◆ DATASET RECORDS:

■ ■ ■ ■

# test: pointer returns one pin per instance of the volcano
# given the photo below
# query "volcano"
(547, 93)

■ ■ ■ ■

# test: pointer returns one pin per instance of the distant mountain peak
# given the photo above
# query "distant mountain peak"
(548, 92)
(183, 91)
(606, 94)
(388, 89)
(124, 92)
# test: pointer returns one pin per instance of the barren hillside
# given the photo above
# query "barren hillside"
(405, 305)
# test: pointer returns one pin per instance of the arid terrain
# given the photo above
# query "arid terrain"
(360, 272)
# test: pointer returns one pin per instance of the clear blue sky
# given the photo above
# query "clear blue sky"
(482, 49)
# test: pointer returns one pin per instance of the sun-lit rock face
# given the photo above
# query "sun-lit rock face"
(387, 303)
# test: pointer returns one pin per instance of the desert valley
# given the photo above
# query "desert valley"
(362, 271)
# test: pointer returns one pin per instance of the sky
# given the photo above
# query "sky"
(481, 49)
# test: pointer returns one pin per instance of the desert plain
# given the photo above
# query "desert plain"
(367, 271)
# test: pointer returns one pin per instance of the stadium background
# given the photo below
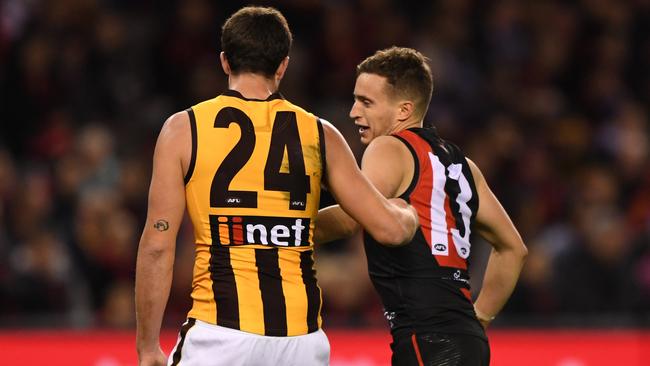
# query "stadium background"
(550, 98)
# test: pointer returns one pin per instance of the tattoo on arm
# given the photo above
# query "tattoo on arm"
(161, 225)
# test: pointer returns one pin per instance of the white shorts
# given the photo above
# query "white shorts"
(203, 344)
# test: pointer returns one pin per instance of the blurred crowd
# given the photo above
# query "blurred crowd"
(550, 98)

■ ■ ■ ■

◆ GIVEN INSTRUCTION:
Which lines in the material above contain the word "terrain"? Copy out each one.

◆ OUTPUT BELOW:
# test: pointer returns one pin per instance of the arid terrain
# query "arid terrain"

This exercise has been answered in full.